**Problem**: Could you rewrite the items from the line containing "point_to(query) locates a point on each instance of the fence" through the last line of the items, keeping every text line and shifting each point coordinate in the answers up by 105, with the pictures left out?

**Stored data entries**:

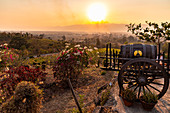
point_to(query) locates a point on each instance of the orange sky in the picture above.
(44, 14)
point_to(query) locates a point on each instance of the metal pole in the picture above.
(71, 87)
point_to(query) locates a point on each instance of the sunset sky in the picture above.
(45, 14)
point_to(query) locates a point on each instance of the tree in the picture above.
(152, 32)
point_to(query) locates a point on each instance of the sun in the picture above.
(96, 12)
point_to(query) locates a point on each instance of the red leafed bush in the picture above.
(12, 77)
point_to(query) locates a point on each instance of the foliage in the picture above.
(8, 57)
(150, 97)
(103, 72)
(153, 32)
(81, 103)
(13, 76)
(70, 63)
(129, 95)
(26, 99)
(165, 47)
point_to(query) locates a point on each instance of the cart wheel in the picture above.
(141, 75)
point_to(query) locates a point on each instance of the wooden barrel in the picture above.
(138, 50)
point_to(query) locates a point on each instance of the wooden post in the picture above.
(113, 59)
(163, 59)
(159, 52)
(110, 55)
(71, 87)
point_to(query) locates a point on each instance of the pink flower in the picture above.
(58, 58)
(10, 56)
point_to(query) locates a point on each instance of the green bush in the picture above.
(27, 99)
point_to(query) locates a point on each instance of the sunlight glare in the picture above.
(96, 12)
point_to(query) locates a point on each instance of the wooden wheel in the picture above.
(143, 74)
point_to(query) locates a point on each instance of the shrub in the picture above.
(103, 72)
(8, 57)
(129, 95)
(27, 99)
(70, 63)
(9, 81)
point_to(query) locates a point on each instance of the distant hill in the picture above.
(106, 27)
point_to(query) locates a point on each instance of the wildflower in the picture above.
(68, 55)
(67, 44)
(67, 47)
(95, 48)
(90, 50)
(78, 62)
(77, 46)
(85, 47)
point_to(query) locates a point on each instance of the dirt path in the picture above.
(62, 100)
(90, 81)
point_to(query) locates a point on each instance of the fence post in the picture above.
(71, 87)
(168, 57)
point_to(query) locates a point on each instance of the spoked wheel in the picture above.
(143, 74)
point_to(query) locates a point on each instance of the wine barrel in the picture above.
(138, 50)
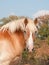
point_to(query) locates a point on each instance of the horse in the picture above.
(14, 37)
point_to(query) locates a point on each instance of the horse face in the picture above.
(30, 34)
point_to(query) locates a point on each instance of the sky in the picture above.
(22, 7)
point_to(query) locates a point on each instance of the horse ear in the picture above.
(36, 21)
(25, 21)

**Response**:
point_to(query) locates a point on each instance of the fence post in the picture above.
(176, 192)
(273, 162)
point_to(query) locates a point on each instance of the spoked wheel in the picture above.
(248, 179)
point_to(query) locates a point on each instance of the wine barrel in the picture above.
(243, 155)
point_to(query) locates a point on each instance of the horse in the picture above.
(119, 142)
point_to(query) locates a point on each instance of the horse face in the picture above.
(135, 139)
point_to(query) locates a point on each instance of the sky in the picture above.
(127, 112)
point_to(query) locates a point on each instance of the horse ear in the picture above.
(141, 126)
(130, 126)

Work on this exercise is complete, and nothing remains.